Let’s recreate everything we have just done but focusing on
ethnicity rather than gender.
artistdata %>%
drop_na(ethnicity) %>%
ggplot(aes(x = museum, fill = ethnicity)) +
geom_bar(position = "fill") +
theme(axis.text.x = element_text(angle = 60, hjust = 1, vjust = 1)) +
xlab("Museum") +
ylab("Inferred Ethnicity") +
scale_y_continuous(label = percent)
This plot is a bit difficult to read because we haven’t yet modified
the colors or the ordering of the bars. Asking a reader to discern five
colors in a bar plot, especially when some of the shaded regions are
very small, might be too difficult. Recognizing that artists’
experiences will vary both within ethnic groups and across ethnic groups
we might still consider aggregating ethnic groups that are minoritized
simply to draw the reader’s attention to the over-representation of
artists inferred to be white. The original, more granular information
about ethnicity will still be available in the summary
table we made earlier.

+===+

To do:
**A)** In the R code of the walkthrough on museum artists' ethnicity, list every function that is attached to the plot with a plus sign after the ggplot call.
**B)** Pick up the walkthrough on museum artists' ethnicity after its last sentence and carry it forward.

+===+

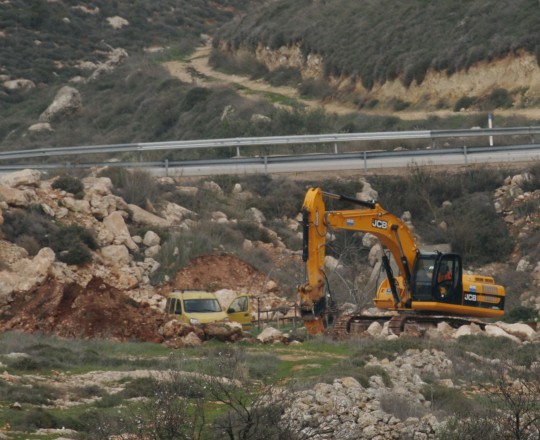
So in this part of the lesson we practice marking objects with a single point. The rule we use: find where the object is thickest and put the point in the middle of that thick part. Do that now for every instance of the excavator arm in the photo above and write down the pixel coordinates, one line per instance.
(372, 218)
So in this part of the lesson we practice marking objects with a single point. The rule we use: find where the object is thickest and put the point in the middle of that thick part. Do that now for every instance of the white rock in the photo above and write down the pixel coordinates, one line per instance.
(25, 177)
(151, 239)
(269, 334)
(493, 330)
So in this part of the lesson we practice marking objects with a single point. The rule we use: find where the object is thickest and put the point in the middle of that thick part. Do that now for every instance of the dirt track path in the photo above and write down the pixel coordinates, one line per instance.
(196, 70)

+===+

Final answers:
**A)** geom_bar, theme, xlab, ylab, scale_y_continuous

**B)**
To do the aggregation the only new command we will need is
fct_collapse() which lets us collapse several levels of a
factor into a new one. We collapse asian,
black, hispanic and other into
minoritized and store the collapsed version of the variable
into a new variable called ethnicitysimple
artistdata <- artistdata %>%
mutate(ethnicitysimple = fct_collapse(ethnicity,
"minoritized" = c("asian",
"black",
"hispanic",
"other")))
Let’s check the levels of the new factor.
artistdata %>% pull(ethnicitysimple) %>% levels
## [1] "minoritized" "white"
If we keep the levels in this order, minoritized
percentages will occupy the top part of our shaded-in bars in the plot.
We think it makes more sense for these to be on the bottom so we’ll
re-order the factor with white first. We can do this using
the fct_relevel() command.
artistdata <- artistdata %>%
mutate(ethnicitysimple =
fct_relevel(ethnicitysimple,"white","minoritized"))
Now, we can go ahead and make the final version of our plot. Similar
to what we did for gender, lets order the
ethnicity data from the highest proportion of minority
artists to the lowest.
ethnicityorder <- artistdata %>%
select(museum,ethnicitysimple) %>%
table %>%
proportions(margin = 1) %>%
as.data.frame.matrix %>%
rownames_to_column("museum") %>%
arrange(desc(minoritized)) %>%
pull(museum)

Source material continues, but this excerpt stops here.